═════ Supplied material

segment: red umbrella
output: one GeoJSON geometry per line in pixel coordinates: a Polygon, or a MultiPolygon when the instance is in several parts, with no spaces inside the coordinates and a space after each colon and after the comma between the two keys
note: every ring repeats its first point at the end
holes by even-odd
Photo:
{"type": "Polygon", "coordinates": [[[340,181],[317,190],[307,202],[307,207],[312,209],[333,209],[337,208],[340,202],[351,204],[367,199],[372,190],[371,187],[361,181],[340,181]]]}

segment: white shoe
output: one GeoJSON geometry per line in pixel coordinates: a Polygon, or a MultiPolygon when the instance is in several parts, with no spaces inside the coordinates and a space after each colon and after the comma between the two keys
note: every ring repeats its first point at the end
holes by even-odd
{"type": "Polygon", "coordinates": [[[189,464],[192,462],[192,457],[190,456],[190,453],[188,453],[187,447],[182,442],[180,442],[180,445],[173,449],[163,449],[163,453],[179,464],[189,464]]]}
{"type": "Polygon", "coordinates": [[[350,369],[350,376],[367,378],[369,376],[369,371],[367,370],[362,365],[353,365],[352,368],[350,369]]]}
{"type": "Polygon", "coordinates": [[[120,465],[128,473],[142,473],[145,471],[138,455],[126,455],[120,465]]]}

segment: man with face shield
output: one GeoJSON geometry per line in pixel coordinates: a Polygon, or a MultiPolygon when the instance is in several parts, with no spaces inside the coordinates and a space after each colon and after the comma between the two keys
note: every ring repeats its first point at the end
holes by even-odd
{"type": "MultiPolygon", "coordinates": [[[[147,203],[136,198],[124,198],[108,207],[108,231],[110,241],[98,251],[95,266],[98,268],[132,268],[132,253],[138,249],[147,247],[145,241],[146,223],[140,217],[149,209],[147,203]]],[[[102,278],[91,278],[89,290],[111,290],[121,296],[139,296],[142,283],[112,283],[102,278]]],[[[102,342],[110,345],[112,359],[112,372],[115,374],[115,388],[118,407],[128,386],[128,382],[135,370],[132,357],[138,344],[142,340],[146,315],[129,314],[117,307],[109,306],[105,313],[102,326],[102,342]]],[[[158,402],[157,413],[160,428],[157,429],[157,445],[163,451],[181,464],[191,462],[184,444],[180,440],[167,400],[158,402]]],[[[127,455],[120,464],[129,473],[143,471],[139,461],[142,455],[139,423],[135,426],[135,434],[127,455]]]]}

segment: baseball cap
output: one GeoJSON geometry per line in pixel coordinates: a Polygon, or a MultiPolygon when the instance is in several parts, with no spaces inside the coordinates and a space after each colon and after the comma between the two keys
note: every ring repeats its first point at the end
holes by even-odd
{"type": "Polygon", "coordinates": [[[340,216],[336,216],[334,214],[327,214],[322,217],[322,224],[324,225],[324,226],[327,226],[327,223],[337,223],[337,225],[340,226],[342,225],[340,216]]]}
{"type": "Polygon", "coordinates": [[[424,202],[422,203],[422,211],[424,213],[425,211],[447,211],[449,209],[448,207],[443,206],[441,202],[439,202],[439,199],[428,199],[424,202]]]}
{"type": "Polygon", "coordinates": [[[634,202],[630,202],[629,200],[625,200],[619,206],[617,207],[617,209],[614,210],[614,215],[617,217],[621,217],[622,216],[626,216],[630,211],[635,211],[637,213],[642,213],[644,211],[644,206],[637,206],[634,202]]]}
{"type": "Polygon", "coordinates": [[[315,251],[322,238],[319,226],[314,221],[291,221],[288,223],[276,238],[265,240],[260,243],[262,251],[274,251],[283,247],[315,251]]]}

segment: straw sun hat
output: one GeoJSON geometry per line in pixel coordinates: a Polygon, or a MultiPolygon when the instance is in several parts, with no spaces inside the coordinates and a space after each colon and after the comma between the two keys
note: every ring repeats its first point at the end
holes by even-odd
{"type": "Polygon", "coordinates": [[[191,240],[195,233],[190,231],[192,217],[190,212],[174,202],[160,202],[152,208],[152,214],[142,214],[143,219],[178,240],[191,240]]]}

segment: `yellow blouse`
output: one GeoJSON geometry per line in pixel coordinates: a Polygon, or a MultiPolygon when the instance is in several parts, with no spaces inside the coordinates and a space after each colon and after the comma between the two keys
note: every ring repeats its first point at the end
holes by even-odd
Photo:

══════════

§ Written task:
Quote all of the material above word for word, from its first line to its last.

§ Exercise answer:
segment: red umbrella
output: one GeoJSON geometry per line in pixel coordinates: a Polygon, or a MultiPolygon when the instance is in several parts, with no spaces inside the coordinates and a space after each colon and after the comma between the two keys
note: every ring repeats its first point at the end
holes by even-odd
Photo:
{"type": "Polygon", "coordinates": [[[340,181],[317,190],[307,202],[307,207],[312,209],[333,209],[337,208],[340,202],[351,204],[367,199],[372,190],[371,187],[361,181],[340,181]]]}

segment: white shoe
output: one GeoJSON geometry per line in pixel coordinates: a Polygon, or a MultiPolygon when the instance is in several parts, with no spaces inside the coordinates and a space after each colon and after the comma between the two keys
note: every ring repeats its first point at the end
holes by even-odd
{"type": "Polygon", "coordinates": [[[189,464],[192,462],[192,457],[190,456],[190,453],[188,453],[187,447],[182,442],[180,442],[180,445],[173,449],[163,449],[163,453],[179,464],[189,464]]]}
{"type": "Polygon", "coordinates": [[[350,369],[350,376],[367,378],[369,376],[369,371],[367,370],[362,365],[353,365],[352,368],[350,369]]]}
{"type": "Polygon", "coordinates": [[[120,465],[128,473],[142,473],[145,471],[138,455],[126,455],[120,465]]]}

segment: man with face shield
output: one GeoJSON geometry per line in pixel coordinates: a Polygon, or a MultiPolygon when the instance is in several parts, with no spaces inside the coordinates and a space after each colon and after the comma between the two keys
note: every ring repeats its first point at the end
holes by even-odd
{"type": "MultiPolygon", "coordinates": [[[[147,203],[136,198],[124,198],[108,207],[108,231],[110,241],[98,251],[95,266],[98,268],[132,268],[132,253],[138,249],[147,247],[145,241],[146,223],[140,217],[149,209],[147,203]]],[[[102,278],[91,278],[89,290],[111,290],[121,296],[139,296],[142,283],[112,283],[102,278]]],[[[102,342],[110,345],[112,359],[112,372],[115,374],[115,388],[118,407],[128,386],[128,382],[135,370],[132,357],[138,344],[142,340],[146,315],[129,314],[117,307],[109,306],[105,313],[102,326],[102,342]]],[[[158,402],[157,413],[160,428],[157,429],[157,445],[163,451],[181,464],[191,462],[184,444],[180,440],[167,400],[158,402]]],[[[127,455],[120,464],[129,473],[143,471],[139,461],[142,455],[139,423],[135,426],[135,434],[127,455]]]]}

segment: baseball cap
output: one GeoJSON geometry per line in pixel coordinates: a Polygon, or a MultiPolygon when the instance is in several parts, with no spaces inside the coordinates and a space after each colon and after the comma between the two keys
note: every ring repeats its first point at the end
holes by even-odd
{"type": "Polygon", "coordinates": [[[340,216],[336,216],[334,214],[327,214],[322,217],[322,224],[324,225],[324,226],[327,226],[327,223],[337,223],[337,225],[340,226],[342,225],[340,216]]]}
{"type": "Polygon", "coordinates": [[[424,202],[422,203],[422,211],[424,213],[425,211],[447,211],[449,209],[448,207],[443,206],[441,202],[439,202],[439,199],[428,199],[424,202]]]}
{"type": "Polygon", "coordinates": [[[634,202],[630,202],[629,200],[625,200],[619,206],[617,207],[617,209],[614,210],[614,215],[617,217],[621,217],[622,216],[626,216],[630,211],[635,211],[637,213],[642,213],[644,211],[644,206],[637,206],[634,202]]]}
{"type": "Polygon", "coordinates": [[[315,251],[322,238],[319,226],[314,221],[291,221],[288,223],[276,238],[265,240],[260,243],[262,251],[274,251],[283,247],[315,251]]]}

segment: straw sun hat
output: one GeoJSON geometry per line in pixel coordinates: a Polygon, or a MultiPolygon when the instance is in several parts, with no spaces inside the coordinates and a space after each colon and after the comma between the two keys
note: every ring repeats its first point at the end
holes by even-odd
{"type": "Polygon", "coordinates": [[[191,240],[195,233],[190,231],[192,217],[190,212],[174,202],[160,202],[152,208],[152,214],[142,214],[143,219],[178,240],[191,240]]]}

segment: `yellow blouse`
output: one GeoJSON geometry per line in pixel coordinates: a Polygon, or a MultiPolygon when the instance is in several parts, with no spaces inside the coordinates and a space after each colon and after the comma between the two keys
note: every ring repeats its first point at the end
holes by even-odd
Photo:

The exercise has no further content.